次に示す三次元音波探査についての文章から、「沿岸域における海底地形・地質特徴および地質リスク」から「(猪野ほか, 2018, 物理探査学会第137回学術講演会に加筆)」までの部分を、両端の語句も含めて一字一句変えずに抜き出して返しなさい。

抽出テキスト:
*****
複数のストリーマケーブルを曳航する三次元音波探査により地下構造の三次元的可視化が可能です。高分解能三次元音波探査では高い周波数の音源(小型エアガン、BoomerまたはSparkerなど)を使用し、高密度なデータを取得することにより、地層の堆積状況・岩盤の形状・断層や浅層ガスなどの分布を調査します。
二次元音波探査と比較して、三次元音波探査を用いて作成される三次元地質モデルは、地質情報の精度が各段に向上するため、複雑な地質構造にも対応できます。三次元音波探査は、構造物基礎の設計・施工に資する地盤調査だけでなく、海底ケーブルのルート調査にも利用できます。特に、ボーリングデータ等との統合解釈により支持層や工学的基盤の凹凸、横ずれ断層を含む活断層、軟弱地盤やガス層の存否を高い精度で確認することができ、海域での地質リスク評価、ジオハザードの回避に有効です。
沿岸域における海底地形・地質特徴および地質リスク
欧州(北海/バルト海) | 日本 | 海底地質リスク例 |
安定的大陸地塊 ・均質で平坦な構造 ・氷河地形、氷食谷 (glacio-tectonics, tunnel valleys, iceberg scouring) ・広い大陸棚 | 活動的変動帯 ・多数の断層、変動地形 ・不均質な地質構造 ・地震活動に伴う現象 ・狭い大陸棚、急峻な地形 | ✓ 活断層 ✓ シャローガス、異常高圧層 ✓ 旧河道、埋没谷、軟弱層 ✓ 地すべり地形 ✓ 液状化層(浅部の砂層) ✓ ダイアピル、泥火山 |
<調査事例1>
熊本県八代海で得られた音波探査の結果を三次元的に可視化したものです。過去の河川の流れた跡と思われる旧河道(チャネル)構造が確認できます。
(猪野ほか, 2018, 物理探査学会第137回学術講演会に加筆)

【八代海の沖積層基底付近の堆積層中のスライス】
<調査事例2>
大分県別府湾では、高分解能三次元音波探査を実施し、詳細な地下構造情報が得られました。下図は、三次元のデータセットから南北方向および東西方向の反射断面を切り取ったものです。白黒のスライスは、断層の位置が明瞭になるように地層の不連続を強調する処理(Seismic similarity attribute)を加えています。
*****
提供された記録:
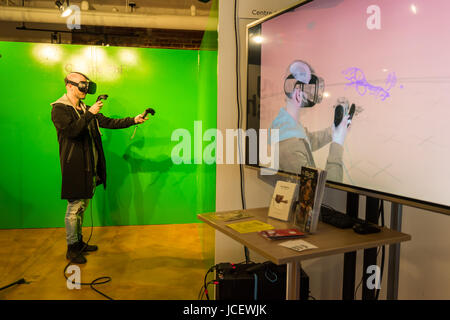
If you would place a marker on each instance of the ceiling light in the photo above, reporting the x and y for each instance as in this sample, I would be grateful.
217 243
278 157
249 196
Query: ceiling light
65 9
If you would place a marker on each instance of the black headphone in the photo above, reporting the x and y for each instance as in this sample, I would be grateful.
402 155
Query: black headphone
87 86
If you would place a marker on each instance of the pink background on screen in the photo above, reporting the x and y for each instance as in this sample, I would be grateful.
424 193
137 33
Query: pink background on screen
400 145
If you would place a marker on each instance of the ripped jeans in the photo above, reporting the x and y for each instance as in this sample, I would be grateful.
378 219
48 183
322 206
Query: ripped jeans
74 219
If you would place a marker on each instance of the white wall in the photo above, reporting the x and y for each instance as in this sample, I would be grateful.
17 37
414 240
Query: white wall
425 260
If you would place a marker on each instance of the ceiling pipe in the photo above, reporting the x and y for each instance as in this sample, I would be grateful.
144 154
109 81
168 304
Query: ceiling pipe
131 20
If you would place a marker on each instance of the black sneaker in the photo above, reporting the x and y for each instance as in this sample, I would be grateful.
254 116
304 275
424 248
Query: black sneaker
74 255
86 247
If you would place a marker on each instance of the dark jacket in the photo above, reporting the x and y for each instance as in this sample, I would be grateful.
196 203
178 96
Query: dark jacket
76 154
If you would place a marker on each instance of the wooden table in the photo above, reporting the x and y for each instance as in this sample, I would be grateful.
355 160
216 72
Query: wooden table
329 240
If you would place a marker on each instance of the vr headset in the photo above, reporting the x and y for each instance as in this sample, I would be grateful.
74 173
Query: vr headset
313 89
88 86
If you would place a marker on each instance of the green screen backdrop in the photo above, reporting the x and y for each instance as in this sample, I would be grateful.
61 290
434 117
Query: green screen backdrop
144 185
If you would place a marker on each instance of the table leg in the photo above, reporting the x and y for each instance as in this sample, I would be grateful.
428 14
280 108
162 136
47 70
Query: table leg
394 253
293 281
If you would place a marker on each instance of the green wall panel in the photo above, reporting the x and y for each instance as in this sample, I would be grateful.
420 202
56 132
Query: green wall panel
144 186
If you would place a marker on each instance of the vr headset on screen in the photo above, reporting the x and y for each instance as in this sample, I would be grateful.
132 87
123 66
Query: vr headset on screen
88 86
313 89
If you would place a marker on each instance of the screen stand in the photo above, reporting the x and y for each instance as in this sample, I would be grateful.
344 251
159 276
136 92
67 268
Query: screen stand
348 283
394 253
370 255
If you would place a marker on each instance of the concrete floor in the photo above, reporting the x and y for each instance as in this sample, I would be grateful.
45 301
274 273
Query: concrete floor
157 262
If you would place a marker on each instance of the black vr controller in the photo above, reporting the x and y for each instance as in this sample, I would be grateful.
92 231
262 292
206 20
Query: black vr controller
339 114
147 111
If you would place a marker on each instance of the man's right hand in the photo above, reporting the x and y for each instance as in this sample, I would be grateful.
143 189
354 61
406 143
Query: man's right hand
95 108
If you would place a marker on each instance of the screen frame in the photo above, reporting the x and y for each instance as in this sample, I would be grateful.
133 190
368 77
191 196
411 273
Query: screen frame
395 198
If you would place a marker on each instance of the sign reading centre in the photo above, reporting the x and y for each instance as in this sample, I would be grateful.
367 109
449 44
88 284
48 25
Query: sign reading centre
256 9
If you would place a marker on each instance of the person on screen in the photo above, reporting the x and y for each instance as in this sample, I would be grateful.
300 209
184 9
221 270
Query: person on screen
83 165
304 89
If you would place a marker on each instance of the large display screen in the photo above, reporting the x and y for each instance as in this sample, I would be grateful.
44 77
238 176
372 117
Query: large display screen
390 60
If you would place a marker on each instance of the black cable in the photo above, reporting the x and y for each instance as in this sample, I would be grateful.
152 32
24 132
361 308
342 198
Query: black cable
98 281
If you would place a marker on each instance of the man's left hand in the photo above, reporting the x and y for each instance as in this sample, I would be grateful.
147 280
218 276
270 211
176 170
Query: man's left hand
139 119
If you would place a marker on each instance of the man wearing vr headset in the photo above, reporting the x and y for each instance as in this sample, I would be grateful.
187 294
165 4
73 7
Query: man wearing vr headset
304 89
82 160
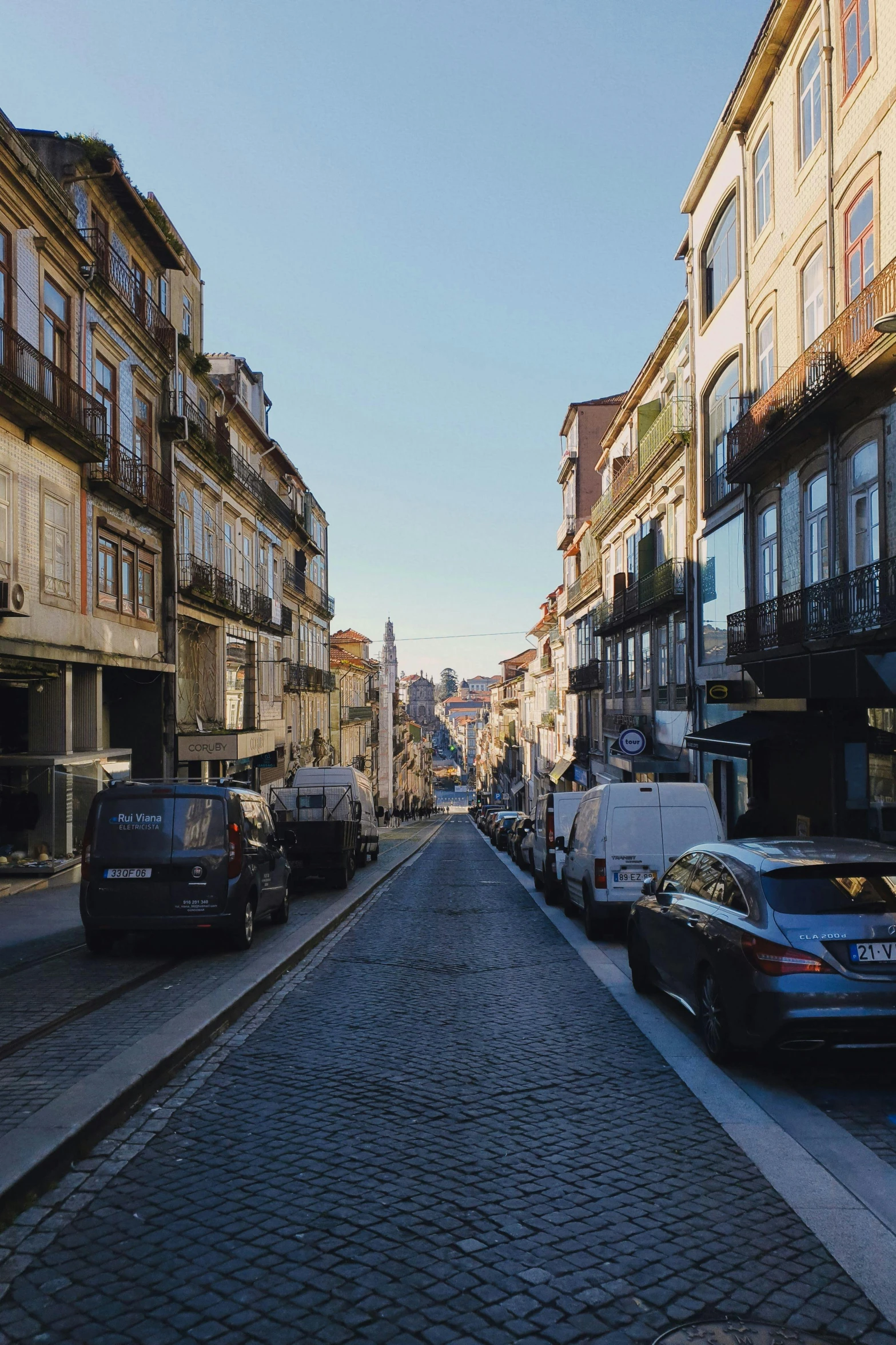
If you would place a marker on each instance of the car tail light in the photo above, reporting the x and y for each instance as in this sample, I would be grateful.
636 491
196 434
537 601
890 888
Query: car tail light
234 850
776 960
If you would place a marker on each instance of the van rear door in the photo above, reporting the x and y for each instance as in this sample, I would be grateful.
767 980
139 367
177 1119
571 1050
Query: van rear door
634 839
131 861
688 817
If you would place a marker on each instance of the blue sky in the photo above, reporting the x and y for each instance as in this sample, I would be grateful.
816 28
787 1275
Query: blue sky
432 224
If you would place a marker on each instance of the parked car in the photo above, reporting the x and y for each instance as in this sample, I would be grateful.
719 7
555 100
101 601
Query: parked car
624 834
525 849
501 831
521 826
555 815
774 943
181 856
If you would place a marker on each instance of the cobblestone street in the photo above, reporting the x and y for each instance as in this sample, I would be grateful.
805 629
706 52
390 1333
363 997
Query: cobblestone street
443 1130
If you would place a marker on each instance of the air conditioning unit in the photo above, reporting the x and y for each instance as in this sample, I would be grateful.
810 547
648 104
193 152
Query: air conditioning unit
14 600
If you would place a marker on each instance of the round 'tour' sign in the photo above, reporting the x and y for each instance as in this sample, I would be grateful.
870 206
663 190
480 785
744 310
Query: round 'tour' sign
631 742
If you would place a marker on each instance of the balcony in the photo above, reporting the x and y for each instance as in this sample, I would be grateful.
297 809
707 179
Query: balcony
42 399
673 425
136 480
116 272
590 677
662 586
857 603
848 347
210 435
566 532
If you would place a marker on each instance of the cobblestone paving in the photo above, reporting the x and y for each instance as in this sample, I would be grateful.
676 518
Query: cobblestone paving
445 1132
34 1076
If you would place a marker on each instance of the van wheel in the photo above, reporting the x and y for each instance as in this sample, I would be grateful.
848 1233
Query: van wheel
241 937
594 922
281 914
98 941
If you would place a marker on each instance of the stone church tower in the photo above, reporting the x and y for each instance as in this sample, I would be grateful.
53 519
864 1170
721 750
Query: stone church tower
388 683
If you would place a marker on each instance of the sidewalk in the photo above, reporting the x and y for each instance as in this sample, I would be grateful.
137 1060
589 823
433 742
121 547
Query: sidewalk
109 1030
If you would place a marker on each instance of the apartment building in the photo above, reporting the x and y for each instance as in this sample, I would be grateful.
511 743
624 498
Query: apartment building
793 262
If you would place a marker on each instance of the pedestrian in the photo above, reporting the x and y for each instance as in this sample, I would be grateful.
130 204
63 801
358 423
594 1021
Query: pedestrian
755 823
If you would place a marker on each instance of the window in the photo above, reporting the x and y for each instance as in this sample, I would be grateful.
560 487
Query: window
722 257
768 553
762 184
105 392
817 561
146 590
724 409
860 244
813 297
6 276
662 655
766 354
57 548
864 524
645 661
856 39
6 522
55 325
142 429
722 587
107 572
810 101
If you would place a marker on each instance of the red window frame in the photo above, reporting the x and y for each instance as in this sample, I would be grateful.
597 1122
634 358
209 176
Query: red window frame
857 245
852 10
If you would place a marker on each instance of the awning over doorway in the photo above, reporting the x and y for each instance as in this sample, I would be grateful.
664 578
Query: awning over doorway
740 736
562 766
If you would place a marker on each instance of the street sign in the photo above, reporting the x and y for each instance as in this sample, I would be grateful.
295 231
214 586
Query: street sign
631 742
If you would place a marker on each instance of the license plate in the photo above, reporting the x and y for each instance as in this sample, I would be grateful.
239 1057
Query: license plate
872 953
*****
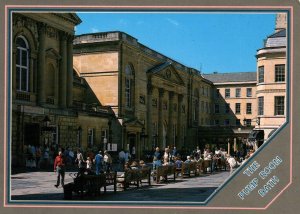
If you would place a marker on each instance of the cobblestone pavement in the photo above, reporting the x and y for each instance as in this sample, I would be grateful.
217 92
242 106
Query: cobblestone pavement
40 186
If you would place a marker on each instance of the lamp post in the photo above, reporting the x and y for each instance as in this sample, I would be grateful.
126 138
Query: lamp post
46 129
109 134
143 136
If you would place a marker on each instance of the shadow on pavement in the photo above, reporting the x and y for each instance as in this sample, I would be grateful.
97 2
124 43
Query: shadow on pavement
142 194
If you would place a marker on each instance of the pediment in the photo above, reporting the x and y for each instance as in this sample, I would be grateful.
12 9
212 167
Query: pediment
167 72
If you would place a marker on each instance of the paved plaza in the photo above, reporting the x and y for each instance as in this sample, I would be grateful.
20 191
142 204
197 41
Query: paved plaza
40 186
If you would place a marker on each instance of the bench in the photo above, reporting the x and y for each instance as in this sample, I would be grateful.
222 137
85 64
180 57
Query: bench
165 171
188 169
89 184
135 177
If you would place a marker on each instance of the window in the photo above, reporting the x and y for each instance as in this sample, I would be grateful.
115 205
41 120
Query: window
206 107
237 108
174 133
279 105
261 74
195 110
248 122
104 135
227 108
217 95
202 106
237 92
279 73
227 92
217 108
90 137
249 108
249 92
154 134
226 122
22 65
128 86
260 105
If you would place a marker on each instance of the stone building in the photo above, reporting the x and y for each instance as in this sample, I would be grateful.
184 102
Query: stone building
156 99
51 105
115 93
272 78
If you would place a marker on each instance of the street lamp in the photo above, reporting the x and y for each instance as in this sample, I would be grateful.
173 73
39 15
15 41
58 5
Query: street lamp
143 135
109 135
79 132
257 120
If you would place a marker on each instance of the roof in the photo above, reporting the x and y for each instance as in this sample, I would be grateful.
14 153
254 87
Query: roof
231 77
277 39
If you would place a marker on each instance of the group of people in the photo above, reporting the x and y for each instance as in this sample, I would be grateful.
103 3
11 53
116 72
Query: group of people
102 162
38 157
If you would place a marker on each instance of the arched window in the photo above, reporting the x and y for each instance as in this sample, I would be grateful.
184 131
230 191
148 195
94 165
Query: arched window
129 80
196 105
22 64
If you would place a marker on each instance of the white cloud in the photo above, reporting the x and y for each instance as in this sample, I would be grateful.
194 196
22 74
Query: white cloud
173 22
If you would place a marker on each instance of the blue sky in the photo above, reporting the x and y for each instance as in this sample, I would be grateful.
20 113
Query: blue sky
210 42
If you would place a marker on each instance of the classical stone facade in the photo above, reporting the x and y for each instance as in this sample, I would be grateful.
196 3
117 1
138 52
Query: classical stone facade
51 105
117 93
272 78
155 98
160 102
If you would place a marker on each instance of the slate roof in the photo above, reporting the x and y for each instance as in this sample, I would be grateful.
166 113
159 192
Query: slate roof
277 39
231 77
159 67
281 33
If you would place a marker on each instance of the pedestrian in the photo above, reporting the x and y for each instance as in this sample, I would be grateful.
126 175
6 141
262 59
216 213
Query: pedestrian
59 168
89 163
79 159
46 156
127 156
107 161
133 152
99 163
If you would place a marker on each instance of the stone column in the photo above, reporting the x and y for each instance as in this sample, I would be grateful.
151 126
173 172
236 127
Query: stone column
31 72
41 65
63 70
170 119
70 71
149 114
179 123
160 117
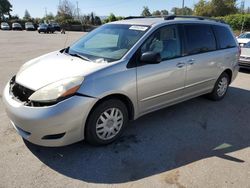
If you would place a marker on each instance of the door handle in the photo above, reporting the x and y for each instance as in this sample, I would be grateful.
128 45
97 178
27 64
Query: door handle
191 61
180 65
*****
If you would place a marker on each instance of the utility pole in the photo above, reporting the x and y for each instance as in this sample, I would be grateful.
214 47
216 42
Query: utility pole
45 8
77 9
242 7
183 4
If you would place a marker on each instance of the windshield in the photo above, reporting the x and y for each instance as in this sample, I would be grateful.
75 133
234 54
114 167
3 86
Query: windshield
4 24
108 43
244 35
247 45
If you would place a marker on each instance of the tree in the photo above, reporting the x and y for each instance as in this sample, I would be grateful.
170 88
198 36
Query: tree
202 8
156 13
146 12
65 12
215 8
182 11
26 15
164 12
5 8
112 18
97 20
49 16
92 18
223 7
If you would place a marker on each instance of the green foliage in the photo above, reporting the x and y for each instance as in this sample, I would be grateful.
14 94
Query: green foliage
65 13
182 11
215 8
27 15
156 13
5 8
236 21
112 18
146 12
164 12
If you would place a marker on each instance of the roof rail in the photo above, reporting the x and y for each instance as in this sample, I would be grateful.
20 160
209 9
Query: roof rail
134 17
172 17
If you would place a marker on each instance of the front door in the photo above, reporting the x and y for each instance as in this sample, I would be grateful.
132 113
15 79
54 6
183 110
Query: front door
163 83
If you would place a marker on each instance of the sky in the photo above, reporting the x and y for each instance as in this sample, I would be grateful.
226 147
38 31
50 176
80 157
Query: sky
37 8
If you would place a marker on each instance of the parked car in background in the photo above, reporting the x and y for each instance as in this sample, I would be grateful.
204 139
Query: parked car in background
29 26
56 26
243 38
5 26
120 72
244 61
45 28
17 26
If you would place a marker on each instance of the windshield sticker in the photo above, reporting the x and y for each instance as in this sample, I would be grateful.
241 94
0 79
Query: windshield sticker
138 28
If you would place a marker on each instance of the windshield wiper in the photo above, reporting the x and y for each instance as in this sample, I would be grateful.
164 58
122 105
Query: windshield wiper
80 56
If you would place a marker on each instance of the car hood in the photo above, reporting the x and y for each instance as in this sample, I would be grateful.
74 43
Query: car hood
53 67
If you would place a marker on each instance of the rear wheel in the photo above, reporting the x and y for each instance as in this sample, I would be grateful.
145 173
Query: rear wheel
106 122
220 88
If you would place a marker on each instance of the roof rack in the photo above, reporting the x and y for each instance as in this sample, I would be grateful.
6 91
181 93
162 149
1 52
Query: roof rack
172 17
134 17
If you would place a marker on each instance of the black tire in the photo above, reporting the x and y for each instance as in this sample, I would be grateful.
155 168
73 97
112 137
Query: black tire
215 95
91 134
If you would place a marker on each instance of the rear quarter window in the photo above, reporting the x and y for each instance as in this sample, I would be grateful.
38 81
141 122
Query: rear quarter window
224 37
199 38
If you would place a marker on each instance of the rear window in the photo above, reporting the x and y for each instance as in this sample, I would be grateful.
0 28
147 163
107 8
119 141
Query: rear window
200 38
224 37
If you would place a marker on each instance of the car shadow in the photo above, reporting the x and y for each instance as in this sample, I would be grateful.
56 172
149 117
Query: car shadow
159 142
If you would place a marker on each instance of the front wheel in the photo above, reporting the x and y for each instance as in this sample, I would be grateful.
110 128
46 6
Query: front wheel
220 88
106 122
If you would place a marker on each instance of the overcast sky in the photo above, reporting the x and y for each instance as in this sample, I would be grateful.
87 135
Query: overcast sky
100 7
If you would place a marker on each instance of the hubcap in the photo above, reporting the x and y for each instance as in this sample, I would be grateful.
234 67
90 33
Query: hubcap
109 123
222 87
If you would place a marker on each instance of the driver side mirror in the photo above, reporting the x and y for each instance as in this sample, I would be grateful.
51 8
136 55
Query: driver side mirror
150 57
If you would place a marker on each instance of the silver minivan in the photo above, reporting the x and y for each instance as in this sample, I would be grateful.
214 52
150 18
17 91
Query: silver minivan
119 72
*****
演習の解答:
沿岸域における海底地形・地質特徴および地質リスク
欧州(北海/バルト海) | 日本 | 海底地質リスク例 |
安定的大陸地塊 ・均質で平坦な構造 ・氷河地形、氷食谷 (glacio-tectonics, tunnel valleys, iceberg scouring) ・広い大陸棚 | 活動的変動帯 ・多数の断層、変動地形 ・不均質な地質構造 ・地震活動に伴う現象 ・狭い大陸棚、急峻な地形 | ✓ 活断層 ✓ シャローガス、異常高圧層 ✓ 旧河道、埋没谷、軟弱層 ✓ 地すべり地形 ✓ 液状化層(浅部の砂層) ✓ ダイアピル、泥火山 |
<調査事例1>
熊本県八代海で得られた音波探査の結果を三次元的に可視化したものです。過去の河川の流れた跡と思われる旧河道(チャネル)構造が確認できます。
(猪野ほか, 2018, 物理探査学会第137回学術講演会に加筆)